- [What the task requires]:
Type the data below again exactly. Omit all pictures.
[Records to use — start]
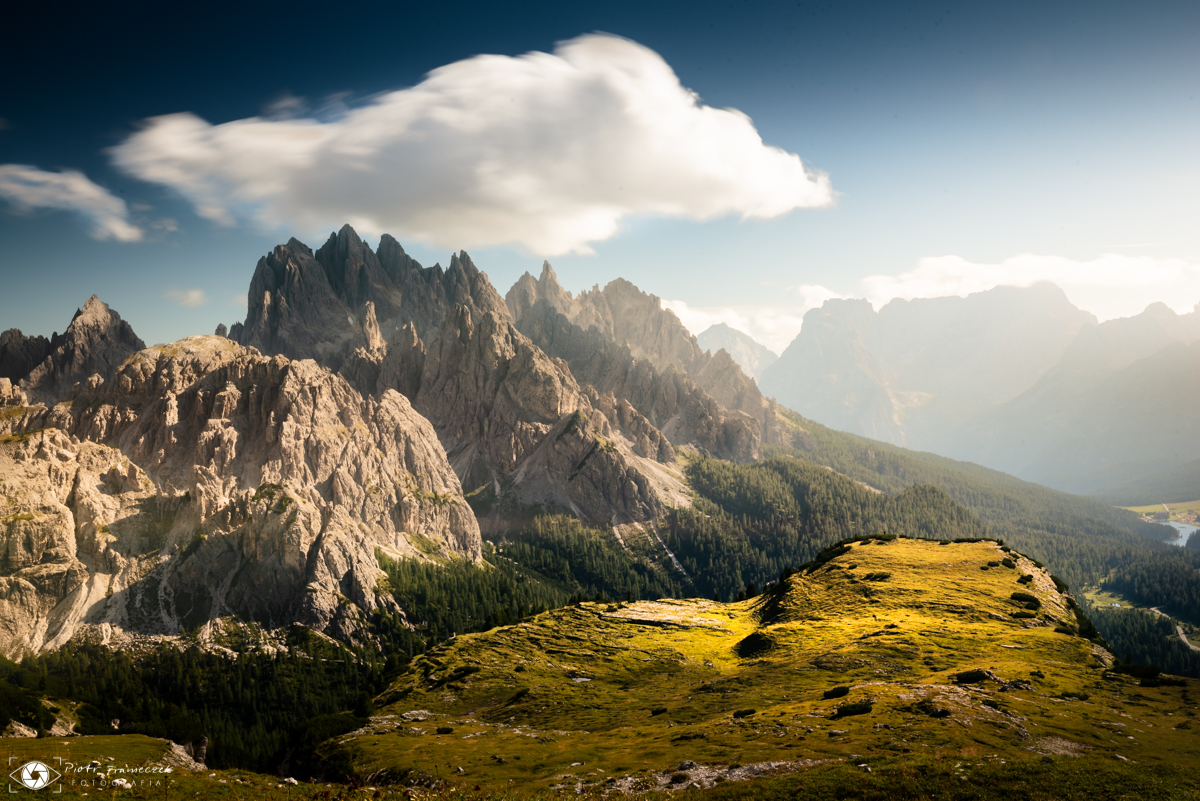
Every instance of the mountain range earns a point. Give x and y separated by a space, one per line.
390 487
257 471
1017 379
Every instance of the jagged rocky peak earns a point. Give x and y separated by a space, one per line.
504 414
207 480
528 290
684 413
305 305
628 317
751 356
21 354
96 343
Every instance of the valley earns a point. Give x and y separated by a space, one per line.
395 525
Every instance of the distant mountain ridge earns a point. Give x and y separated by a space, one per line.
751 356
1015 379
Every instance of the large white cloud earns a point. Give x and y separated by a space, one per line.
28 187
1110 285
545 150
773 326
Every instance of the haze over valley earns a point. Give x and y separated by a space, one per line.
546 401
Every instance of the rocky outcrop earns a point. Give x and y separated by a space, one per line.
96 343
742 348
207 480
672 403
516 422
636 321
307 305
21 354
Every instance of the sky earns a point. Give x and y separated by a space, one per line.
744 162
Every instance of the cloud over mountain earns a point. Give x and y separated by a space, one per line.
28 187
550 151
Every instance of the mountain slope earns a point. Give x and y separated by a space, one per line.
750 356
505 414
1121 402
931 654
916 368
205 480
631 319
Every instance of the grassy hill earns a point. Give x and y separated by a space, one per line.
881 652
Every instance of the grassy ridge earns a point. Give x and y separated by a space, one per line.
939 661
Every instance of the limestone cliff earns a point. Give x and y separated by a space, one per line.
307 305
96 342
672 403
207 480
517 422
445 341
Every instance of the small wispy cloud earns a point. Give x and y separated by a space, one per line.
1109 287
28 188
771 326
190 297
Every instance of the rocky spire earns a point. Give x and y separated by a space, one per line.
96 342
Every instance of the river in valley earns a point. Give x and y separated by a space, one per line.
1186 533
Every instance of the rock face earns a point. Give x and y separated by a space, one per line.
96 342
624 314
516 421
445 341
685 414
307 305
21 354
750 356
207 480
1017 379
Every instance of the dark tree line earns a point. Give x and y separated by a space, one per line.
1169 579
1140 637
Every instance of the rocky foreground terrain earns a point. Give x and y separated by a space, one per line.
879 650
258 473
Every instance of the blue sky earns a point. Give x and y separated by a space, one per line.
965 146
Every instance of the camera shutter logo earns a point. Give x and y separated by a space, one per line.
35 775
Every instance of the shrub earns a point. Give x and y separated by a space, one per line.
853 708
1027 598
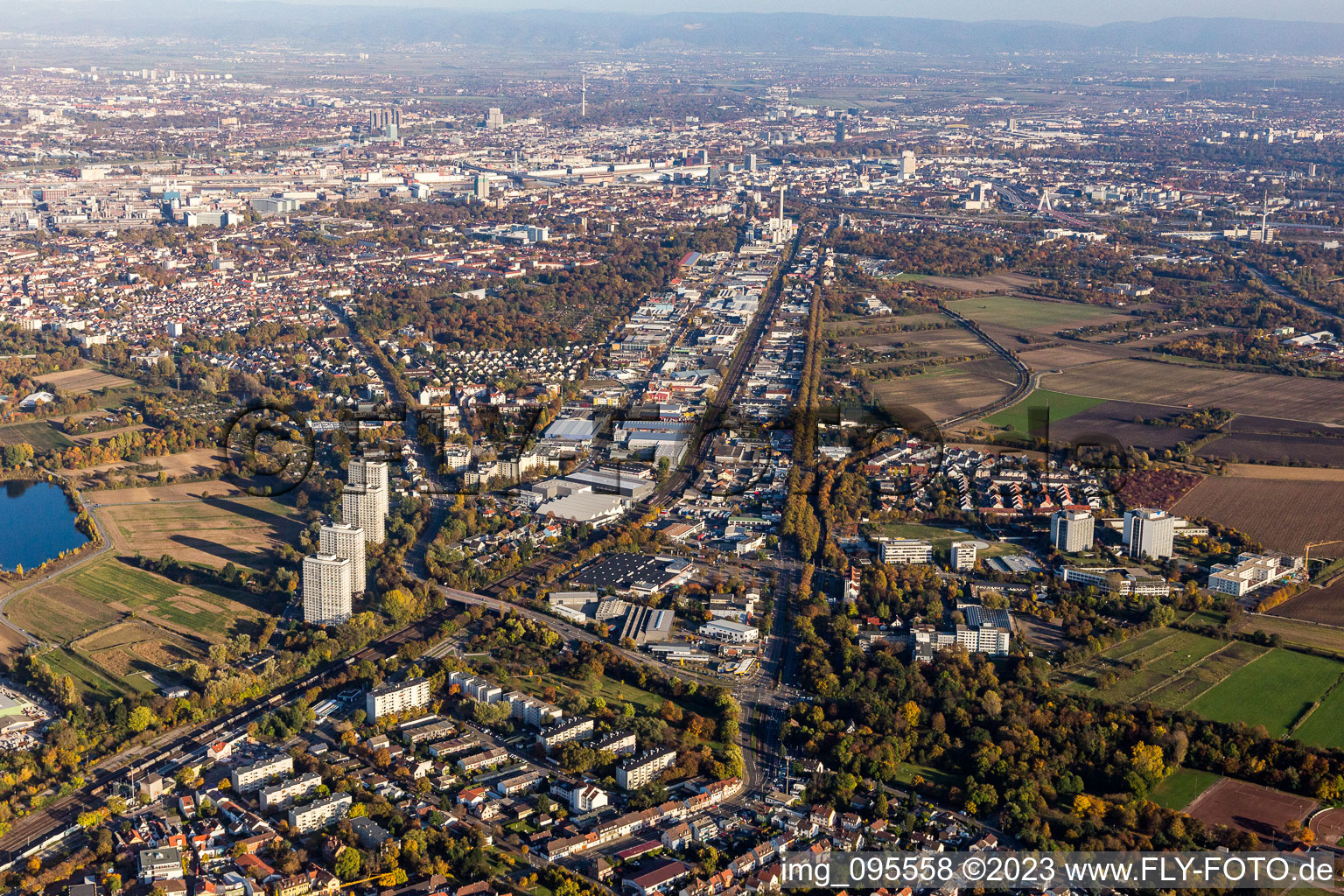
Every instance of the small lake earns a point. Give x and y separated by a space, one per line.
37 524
[Records to use — finish]
- [Result below]:
Every instance of the mountain range earns a point. Give x and y separated by a space, one per line.
390 487
257 471
1017 379
Every instance of the jagged rocky peak earns a point. Give x and y separated by a space, one per line.
504 414
207 480
528 290
684 413
305 305
628 317
751 356
21 354
96 343
Every instance of the valley earns a point. Give x and y separated by a space, one per line.
395 525
Every instance of the distant mountain ridge earns a point. Give x and y separated by a space, one per line.
751 356
1015 379
Every instance of the large white cloud earns a point. Give x and y separated by a space, one per line.
28 187
1110 285
545 150
773 326
Every instance of the haze over valley earns a point. Give x and y separated by a space, one per line.
546 401
Every instance of the rocky outcrop earns a point. Give x and y separated by a space, one per line.
96 343
742 348
207 480
672 403
516 422
636 321
307 305
21 354
Every instance of the sky earns a point. Give x and y separated by a space, one per line.
744 162
Every instance of the cloud over mountain earns a point. Give x and y separated by a space, one per line.
28 187
550 151
Every instance of the mountain slope earns a point. Give x and y separated by a space, one per line.
750 356
505 414
1121 402
931 654
916 368
205 480
631 319
Every instance of the grassy hill earns a point. Give x and y separated by a space, one per line.
881 652
Every instance of the grassy ridge earns a point. Give x and y separated by a space, one per line.
939 661
Every instance of the limestone cliff earns a point. Give x and y separated by a space, one per line.
307 305
96 342
672 403
207 480
517 422
445 341
Every instance of the small wispy cloud earns a point. Give x and y separated by a space, one per line.
1109 287
28 188
771 326
190 297
Every instance of the rocky spire earns a point. Give x and y separated by a space, one per line.
96 342
Every instance of the river in valley earns a point. Give x and y separated by a space, one per line.
1186 533
Every instance of the rock face earns a point. Give x and y separated by a space, one per line.
96 342
624 314
516 421
445 341
685 414
307 305
21 354
750 356
207 480
1017 379
Every instance of the dark tree line earns a point. Give x and y separated by a space, one per line.
1169 579
1140 637
Every instance of the rocky foreground terrain earns a point. Give x and y separated by a space, one per line.
879 650
258 473
Every instance of the blue sky earns a point. Give x and y separated by a space, one per line.
965 146
Every instance of the camera shutter logo earns a point. Give x and y separated by a space, one per line.
35 775
Every instance of the shrub earns a point. Give x and y separated by a space, one per line.
853 708
1027 598
Every instance of the small lake earns a point. Give x and y separated by a space, one per line.
37 524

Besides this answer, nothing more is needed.